— What you need to do —
a - Decide whether each statement agrees with the excerpt on categorical encoding below. Answer yes or no for each, and quote the words of the excerpt that decide it. (i) The design matrix encodes the categorical input in three columns and keeps the first level of x2 as the reference level. (ii) The excerpt calls this encoding the same as one hot encoding. (iii) In the next example, the factor affects only the intercept of the regression line.
b - Duplicate the stretch of the excerpt on categorical encoding from "Now the design" through "all four columns).".

In order to get the right encoding of categorical inputs we need to be more specific when writing the model formula:

Code
model_Formula = "x1 + C(x2)"
model_Formula
'x1 + C(x2)'

Now the design matrix correctly encodes the categorical input in three columns, leaving the first level of x2 as reference level. Again we insist this is not the same as one hot encoding (which would include all four columns).

Code
dmY, dmX = ps.dmatrices("y ~ " + model_Formula, df)
dmX[:8, :]
array([[1.        , 0.        , 0.        , 0.        , 2.33306972],
       [1.        , 1.        , 0.        , 0.        , 1.67595477],
       [1.        , 0.        , 1.        , 0.        , 0.81408781],
       [1.        , 0.        , 0.        , 1.        , 1.98060009],
       [1.        , 0.        , 0.        , 0.        , 0.15195865],
       [1.        , 1.        , 0.        , 0.        , 0.60442435],
       [1.        , 0.        , 1.        , 0.        , 2.13082829],
       [1.        , 0.        , 0.        , 1.        , 3.0892894 ]])
Exercise 009

Finish the EDA and model fit for this dataset and think about the interpretation of the coefficients of the model.


Interactions

A More Complex Relation between Input Variables

In our first example above for categorical inputs (dataset in data06.csv) we saw how the levels of the factor could be thought of as determining the intercept of the regression line for a numerical input. In the next example we will see that sometimes the slope of the line is also under the influence of the factor.

Image object location entries
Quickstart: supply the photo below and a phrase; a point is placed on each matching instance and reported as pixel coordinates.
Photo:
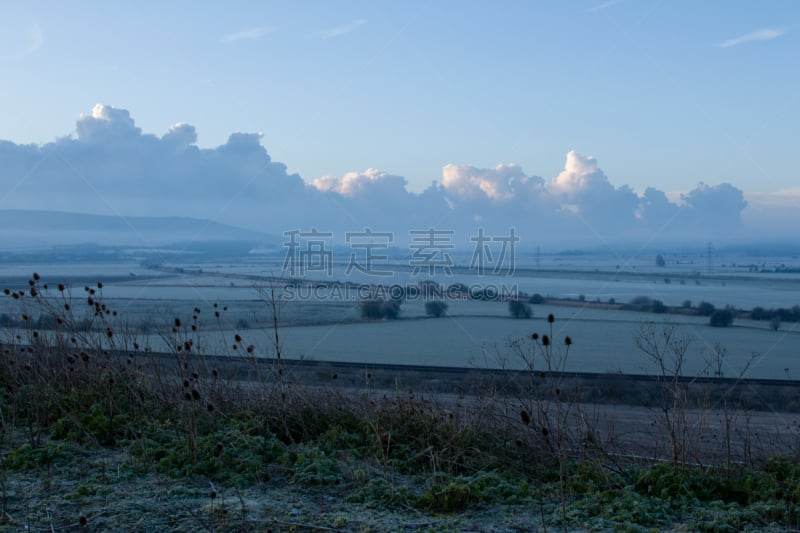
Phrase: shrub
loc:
(705, 309)
(519, 309)
(536, 299)
(722, 318)
(379, 309)
(658, 307)
(436, 308)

— Outputs by task —
a -
(i) Yes: "Now the design matrix correctly encodes the categorical input in three columns, leaving the first level of x2 as reference level."
(ii) No: "Again we insist this is not the same as one hot encoding (which would include all four columns)."
(iii) No: "In the next example we will see that sometimes the slope of the line is also under the influence of the factor."

b -
Now the design matrix correctly encodes the categorical input in three columns, leaving the first level of x2 as reference level. Again we insist this is not the same as one hot encoding (which would include all four columns).